**Exercise directions**
Convert the entries, from the first line through the line containing "478,92 -> 662,358", into a Markdown table with the columns Row and Line. Number each line in Row, put the line itself in Line, and leave out any blank lines.

Items listed in a dataset
_ _ _

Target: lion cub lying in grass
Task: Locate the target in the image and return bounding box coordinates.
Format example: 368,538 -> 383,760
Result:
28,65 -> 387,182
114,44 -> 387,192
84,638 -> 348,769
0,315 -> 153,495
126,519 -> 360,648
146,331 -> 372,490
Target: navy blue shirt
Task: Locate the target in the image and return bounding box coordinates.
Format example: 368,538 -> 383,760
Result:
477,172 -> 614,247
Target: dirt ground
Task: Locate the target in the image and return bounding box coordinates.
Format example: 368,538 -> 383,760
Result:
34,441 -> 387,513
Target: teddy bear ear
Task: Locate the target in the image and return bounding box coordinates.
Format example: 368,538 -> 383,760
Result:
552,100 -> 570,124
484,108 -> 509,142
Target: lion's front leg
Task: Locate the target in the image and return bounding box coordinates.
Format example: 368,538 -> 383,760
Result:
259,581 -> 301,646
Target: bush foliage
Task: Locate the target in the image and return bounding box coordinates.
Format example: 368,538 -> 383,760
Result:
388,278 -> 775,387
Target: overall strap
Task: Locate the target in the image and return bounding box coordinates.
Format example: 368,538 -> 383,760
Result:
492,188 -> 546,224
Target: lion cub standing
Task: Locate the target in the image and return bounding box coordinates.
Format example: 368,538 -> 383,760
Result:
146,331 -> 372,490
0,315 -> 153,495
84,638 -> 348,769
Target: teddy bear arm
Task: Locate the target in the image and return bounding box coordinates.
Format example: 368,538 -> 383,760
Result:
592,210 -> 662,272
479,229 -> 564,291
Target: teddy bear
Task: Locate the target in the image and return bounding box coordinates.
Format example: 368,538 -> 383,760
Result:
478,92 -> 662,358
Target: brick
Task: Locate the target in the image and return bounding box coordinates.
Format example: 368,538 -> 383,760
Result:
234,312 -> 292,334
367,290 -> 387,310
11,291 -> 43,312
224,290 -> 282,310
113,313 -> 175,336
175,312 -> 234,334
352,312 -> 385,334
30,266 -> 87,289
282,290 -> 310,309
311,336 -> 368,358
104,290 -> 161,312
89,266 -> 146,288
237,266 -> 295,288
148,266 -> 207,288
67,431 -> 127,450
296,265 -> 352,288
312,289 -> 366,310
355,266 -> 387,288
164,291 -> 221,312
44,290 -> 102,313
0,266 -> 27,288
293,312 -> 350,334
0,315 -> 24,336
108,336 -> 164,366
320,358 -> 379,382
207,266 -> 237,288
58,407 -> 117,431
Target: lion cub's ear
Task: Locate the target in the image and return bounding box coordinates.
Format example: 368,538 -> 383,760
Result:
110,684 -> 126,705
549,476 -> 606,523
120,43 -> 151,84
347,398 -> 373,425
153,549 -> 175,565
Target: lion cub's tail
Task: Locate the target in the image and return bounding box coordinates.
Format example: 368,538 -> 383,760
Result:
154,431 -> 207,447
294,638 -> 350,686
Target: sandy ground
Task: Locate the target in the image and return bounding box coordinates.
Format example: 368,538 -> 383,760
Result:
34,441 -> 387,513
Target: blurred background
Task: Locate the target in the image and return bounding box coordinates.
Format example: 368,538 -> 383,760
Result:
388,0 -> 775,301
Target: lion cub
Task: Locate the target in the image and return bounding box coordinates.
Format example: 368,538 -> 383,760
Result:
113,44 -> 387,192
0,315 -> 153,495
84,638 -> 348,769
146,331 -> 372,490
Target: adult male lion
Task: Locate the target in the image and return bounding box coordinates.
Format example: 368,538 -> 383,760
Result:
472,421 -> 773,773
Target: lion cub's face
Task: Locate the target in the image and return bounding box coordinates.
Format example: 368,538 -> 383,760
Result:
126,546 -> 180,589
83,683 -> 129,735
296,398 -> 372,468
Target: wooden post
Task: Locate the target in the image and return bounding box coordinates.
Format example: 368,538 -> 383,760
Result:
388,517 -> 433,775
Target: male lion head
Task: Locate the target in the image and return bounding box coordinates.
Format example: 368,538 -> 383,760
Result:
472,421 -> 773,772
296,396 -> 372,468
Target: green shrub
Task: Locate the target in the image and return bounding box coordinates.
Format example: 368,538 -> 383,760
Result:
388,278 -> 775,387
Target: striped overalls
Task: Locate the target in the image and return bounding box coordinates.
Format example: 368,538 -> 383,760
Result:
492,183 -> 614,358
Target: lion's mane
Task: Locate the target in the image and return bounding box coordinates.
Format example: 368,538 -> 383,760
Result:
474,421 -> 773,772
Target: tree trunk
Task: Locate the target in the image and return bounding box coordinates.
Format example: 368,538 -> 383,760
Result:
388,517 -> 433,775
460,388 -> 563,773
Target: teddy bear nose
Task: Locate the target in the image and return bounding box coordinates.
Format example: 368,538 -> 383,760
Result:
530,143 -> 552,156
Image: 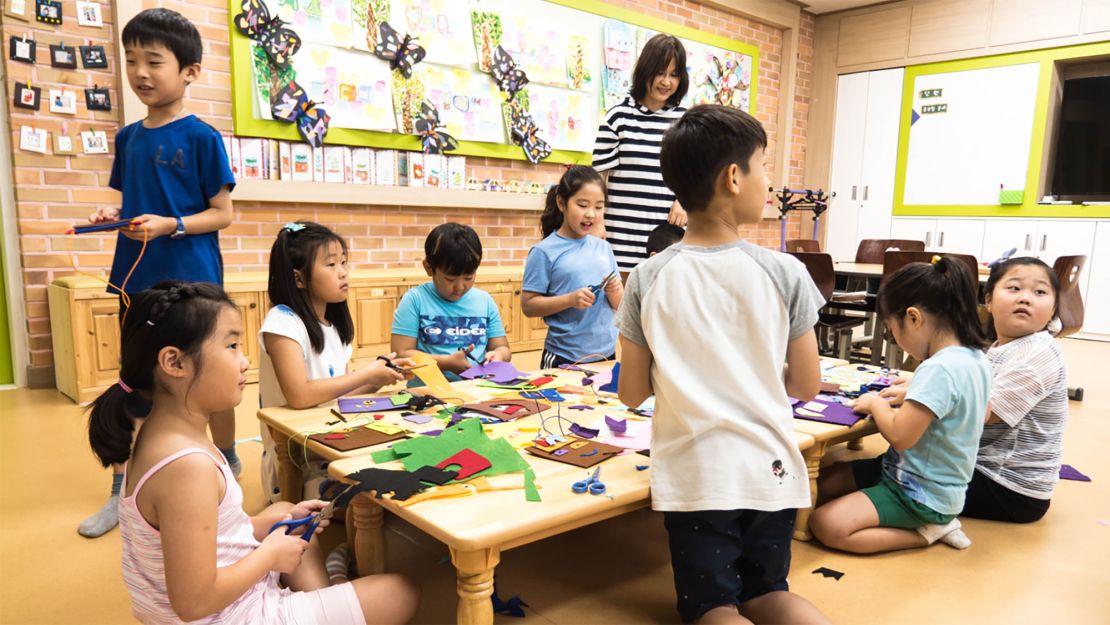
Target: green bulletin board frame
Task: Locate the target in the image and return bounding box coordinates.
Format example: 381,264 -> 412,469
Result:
228,0 -> 759,164
892,42 -> 1110,219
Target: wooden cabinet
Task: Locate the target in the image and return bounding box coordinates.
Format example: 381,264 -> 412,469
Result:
48,266 -> 547,403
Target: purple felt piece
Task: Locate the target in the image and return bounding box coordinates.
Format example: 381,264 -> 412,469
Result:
1060,464 -> 1091,482
458,361 -> 524,384
794,400 -> 864,425
571,423 -> 601,438
340,397 -> 408,414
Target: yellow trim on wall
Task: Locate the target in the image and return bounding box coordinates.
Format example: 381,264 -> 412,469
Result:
228,0 -> 759,164
892,42 -> 1110,219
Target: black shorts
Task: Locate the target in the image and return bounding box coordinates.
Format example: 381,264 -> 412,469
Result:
960,470 -> 1051,523
663,508 -> 797,623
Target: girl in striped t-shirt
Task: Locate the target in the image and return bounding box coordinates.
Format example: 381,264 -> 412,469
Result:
594,33 -> 689,273
89,282 -> 418,625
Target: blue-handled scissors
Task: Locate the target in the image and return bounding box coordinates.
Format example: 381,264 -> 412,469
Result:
571,466 -> 605,495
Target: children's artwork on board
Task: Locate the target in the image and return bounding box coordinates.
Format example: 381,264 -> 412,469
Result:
471,11 -> 503,72
389,0 -> 477,67
293,43 -> 397,131
528,84 -> 597,152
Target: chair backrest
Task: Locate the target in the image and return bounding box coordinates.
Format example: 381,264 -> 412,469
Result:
1052,255 -> 1087,336
788,252 -> 836,302
856,239 -> 925,264
786,239 -> 821,253
879,252 -> 979,298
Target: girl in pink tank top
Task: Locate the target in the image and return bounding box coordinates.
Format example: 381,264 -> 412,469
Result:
89,282 -> 418,625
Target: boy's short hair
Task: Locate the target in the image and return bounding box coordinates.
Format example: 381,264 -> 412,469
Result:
659,104 -> 767,212
120,8 -> 204,70
647,223 -> 686,255
424,222 -> 482,275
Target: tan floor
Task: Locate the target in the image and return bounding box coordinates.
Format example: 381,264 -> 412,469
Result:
0,340 -> 1110,625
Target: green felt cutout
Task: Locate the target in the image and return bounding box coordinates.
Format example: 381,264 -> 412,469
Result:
386,419 -> 529,477
524,466 -> 543,502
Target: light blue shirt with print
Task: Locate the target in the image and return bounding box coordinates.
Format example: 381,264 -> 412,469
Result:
523,232 -> 619,361
882,346 -> 990,514
393,282 -> 505,382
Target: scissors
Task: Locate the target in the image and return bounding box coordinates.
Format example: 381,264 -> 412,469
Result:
571,466 -> 605,495
268,484 -> 357,543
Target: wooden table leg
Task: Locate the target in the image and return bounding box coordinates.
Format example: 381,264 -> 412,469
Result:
451,547 -> 501,625
266,425 -> 304,503
347,493 -> 385,577
794,443 -> 826,541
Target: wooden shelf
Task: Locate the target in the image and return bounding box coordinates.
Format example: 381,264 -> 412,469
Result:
231,180 -> 544,212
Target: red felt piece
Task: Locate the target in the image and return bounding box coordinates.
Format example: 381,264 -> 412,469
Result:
435,448 -> 493,481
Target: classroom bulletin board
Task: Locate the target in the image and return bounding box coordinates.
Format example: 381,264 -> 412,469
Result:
229,0 -> 759,164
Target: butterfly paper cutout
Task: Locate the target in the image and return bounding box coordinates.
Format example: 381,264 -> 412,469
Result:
235,0 -> 301,69
490,46 -> 528,100
270,82 -> 332,148
374,22 -> 427,78
416,100 -> 458,154
509,107 -> 552,164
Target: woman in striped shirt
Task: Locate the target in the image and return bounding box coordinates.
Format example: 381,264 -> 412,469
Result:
594,33 -> 689,275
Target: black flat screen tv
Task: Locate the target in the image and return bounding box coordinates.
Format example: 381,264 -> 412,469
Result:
1051,75 -> 1110,201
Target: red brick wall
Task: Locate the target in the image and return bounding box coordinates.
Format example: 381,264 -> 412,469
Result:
3,0 -> 814,381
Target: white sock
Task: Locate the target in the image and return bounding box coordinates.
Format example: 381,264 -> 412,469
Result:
324,543 -> 350,586
77,495 -> 120,538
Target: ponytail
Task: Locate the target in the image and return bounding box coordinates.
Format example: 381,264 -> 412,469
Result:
539,165 -> 608,239
89,282 -> 238,466
879,256 -> 989,350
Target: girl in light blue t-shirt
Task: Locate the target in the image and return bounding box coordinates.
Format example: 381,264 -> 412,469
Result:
521,165 -> 624,369
810,256 -> 991,553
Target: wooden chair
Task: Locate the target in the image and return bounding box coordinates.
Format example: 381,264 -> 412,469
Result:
856,239 -> 925,264
786,239 -> 821,253
1052,255 -> 1087,402
789,252 -> 867,360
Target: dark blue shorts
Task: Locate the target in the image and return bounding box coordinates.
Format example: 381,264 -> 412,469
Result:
663,510 -> 797,623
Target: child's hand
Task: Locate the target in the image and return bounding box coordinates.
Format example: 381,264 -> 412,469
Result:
259,514 -> 309,574
89,208 -> 120,223
565,286 -> 597,309
120,214 -> 178,241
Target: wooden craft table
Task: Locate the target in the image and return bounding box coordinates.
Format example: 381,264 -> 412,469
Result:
259,361 -> 876,625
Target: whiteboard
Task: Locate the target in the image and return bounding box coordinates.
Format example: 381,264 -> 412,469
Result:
902,63 -> 1040,205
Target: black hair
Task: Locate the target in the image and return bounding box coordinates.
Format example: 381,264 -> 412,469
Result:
879,256 -> 988,350
424,221 -> 482,275
628,32 -> 690,107
89,281 -> 239,466
647,223 -> 686,256
987,256 -> 1060,339
266,220 -> 354,354
539,165 -> 608,239
120,9 -> 204,71
659,104 -> 767,212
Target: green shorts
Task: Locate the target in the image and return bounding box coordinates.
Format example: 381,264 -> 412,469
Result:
851,456 -> 956,530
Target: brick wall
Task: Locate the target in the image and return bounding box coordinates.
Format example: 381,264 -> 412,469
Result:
3,0 -> 814,380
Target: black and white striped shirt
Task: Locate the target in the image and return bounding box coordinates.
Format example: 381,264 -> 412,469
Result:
976,332 -> 1068,500
594,97 -> 686,271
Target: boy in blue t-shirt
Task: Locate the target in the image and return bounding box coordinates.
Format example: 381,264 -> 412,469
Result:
78,9 -> 240,537
391,223 -> 513,381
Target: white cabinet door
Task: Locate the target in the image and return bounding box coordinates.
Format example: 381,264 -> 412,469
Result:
825,72 -> 868,261
857,68 -> 905,241
1082,221 -> 1110,340
979,219 -> 1038,263
890,216 -> 937,250
934,219 -> 985,260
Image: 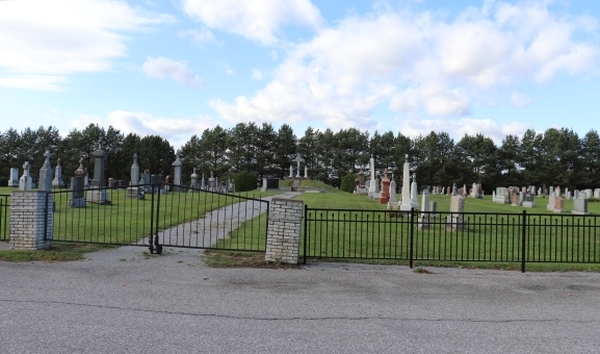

_ _ _

**Answer**
| Row | Line |
|---|---|
| 1 | Target: lion cub lying in grass |
| 2 | Task: Locate the target in the image and return bounding box coordinates. |
| 3 | Format example: 368,538 -> 383,760 |
| 4 | Result: |
| 5 | 28,65 -> 387,182 |
| 6 | 114,44 -> 387,192 |
| 7 | 84,638 -> 348,769 |
| 8 | 0,315 -> 153,495 |
| 9 | 126,519 -> 360,648 |
| 10 | 146,331 -> 372,490 |
| 11 | Target: navy blue shirt |
| 12 | Task: Locate the target in the image and return bounding box coordinates. |
| 13 | Format example: 368,538 -> 383,760 |
| 14 | Result: |
| 15 | 477,172 -> 614,247 |
| 16 | Target: dirt ground |
| 17 | Task: Locate the target in the image and return bounding box coordinates. |
| 18 | Format example: 368,538 -> 383,760 |
| 19 | Result: |
| 20 | 34,441 -> 387,513 |
| 21 | Target: teddy bear ear |
| 22 | Task: Locate the target in the image and return bounding box coordinates. |
| 23 | Format example: 368,538 -> 383,760 |
| 24 | Result: |
| 25 | 552,100 -> 570,124 |
| 26 | 484,108 -> 509,142 |
| 27 | Target: lion's front leg |
| 28 | Task: Locate the target in the image and return bounding box coordinates. |
| 29 | Format example: 368,538 -> 383,760 |
| 30 | Result: |
| 31 | 259,581 -> 301,646 |
| 32 | Target: bush foliage |
| 33 | Task: Locate the target in the image and return bounding box coordinates. |
| 34 | Format example: 368,538 -> 383,760 |
| 35 | Result: |
| 36 | 388,278 -> 775,387 |
| 37 | Target: overall strap |
| 38 | Task: Locate the target in the image and return bounding box coordinates. |
| 39 | Format example: 368,538 -> 383,760 |
| 40 | Result: |
| 41 | 492,188 -> 546,224 |
| 42 | Target: lion cub standing |
| 43 | Task: Locate the target in the image and return bounding box coordinates. |
| 44 | Format example: 368,538 -> 383,760 |
| 45 | Result: |
| 46 | 146,331 -> 372,490 |
| 47 | 0,315 -> 153,495 |
| 48 | 84,638 -> 348,769 |
| 49 | Target: teddy bear arm |
| 50 | Task: Locate the target in the image and return bounding box coordinates. |
| 51 | Format example: 368,538 -> 383,760 |
| 52 | Result: |
| 53 | 592,210 -> 662,272 |
| 54 | 479,229 -> 564,291 |
| 55 | Target: teddy bear |
| 56 | Task: Locate the target in the image and return bounding box coordinates. |
| 57 | Format example: 368,538 -> 383,760 |
| 58 | Result: |
| 59 | 478,92 -> 662,358 |